# Need to make a scarecrow/scaredog



## CrystalAndZoe (Jul 11, 2006)

The tiny town I have my boutique in is having their annual Scarecrow contest in October along with their annual October Fest Antique festival. I guess it's a requirement that every business enters a scarecrow into the contest and then the general public votes on whose is the best. Obviously I need to have a 'scaredog' LOL, but I'm clueless as to how to go about making one. So I need ideas for my 'scaredog' and tips on how to make it. I think to do something frou frou doggy would be hysterical since I'm the Pampered Pet Boutique. Please....I'm begging for some help!


----------



## The A Team (Dec 1, 2005)

Geez, let me think on it.....my mind has been in Halloween mode for a while now...I'll get back to you soon....


----------



## joyomom (Jan 13, 2008)

Been thinking today and here is an idea.

Take a picture of your pup and focus on his head. Take this pic, enlarge it huge and make into an iron transfer (you can get these at Office Depot or at a copy place done for you). Iron the transfer onto a pillow case you can stuff as the head.
Then make the rest of the scarecrow using a shirt and pants you can decorate with maltese things or dog toys things from your store. A button saying I scare all the _______away! 

If yo have a craft /material store in town you can use paw print material to make a shirt or scarf. If you want to do all Maltese, I believe the Northcentral Maltese Rescue site [Malt shophas some maltese material.

You could also have all your friends send you pics of their dogs and using craft glue put them onto a cheap pair of overalls. Maybe it can be their dogs dressed in costumes.

> _Record set_
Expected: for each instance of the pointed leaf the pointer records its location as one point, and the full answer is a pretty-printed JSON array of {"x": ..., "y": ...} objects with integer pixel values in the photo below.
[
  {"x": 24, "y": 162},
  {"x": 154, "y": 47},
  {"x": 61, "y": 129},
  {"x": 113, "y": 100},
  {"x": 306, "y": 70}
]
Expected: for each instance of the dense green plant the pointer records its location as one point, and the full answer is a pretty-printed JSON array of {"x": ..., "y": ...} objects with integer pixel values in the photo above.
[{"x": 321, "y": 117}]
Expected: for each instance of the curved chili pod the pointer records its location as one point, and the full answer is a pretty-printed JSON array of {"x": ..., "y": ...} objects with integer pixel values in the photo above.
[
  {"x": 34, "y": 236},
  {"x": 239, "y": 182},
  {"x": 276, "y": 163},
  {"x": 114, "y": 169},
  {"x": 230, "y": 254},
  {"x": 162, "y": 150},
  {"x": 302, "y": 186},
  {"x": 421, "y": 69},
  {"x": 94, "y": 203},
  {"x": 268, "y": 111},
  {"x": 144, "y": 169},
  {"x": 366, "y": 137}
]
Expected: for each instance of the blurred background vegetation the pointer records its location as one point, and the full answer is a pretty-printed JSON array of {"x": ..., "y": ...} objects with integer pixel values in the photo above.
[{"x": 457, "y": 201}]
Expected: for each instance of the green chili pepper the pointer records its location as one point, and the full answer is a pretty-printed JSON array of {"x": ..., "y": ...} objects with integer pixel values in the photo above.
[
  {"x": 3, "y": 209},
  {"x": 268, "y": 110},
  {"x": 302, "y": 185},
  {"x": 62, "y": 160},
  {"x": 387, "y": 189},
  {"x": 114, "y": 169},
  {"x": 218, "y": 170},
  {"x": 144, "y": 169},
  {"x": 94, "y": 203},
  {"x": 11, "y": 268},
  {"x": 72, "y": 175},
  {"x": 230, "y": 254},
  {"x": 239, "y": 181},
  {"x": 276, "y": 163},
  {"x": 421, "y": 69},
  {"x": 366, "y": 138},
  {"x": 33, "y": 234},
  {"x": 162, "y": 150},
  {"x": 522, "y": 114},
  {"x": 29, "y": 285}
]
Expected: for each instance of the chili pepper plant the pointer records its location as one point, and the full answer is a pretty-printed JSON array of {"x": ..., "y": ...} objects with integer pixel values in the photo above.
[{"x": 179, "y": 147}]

> _Task statement_
In the scarecrow thread, what is the name of the boutique entering the contest?

> _Worked solution_
The Pampered Pet Boutique.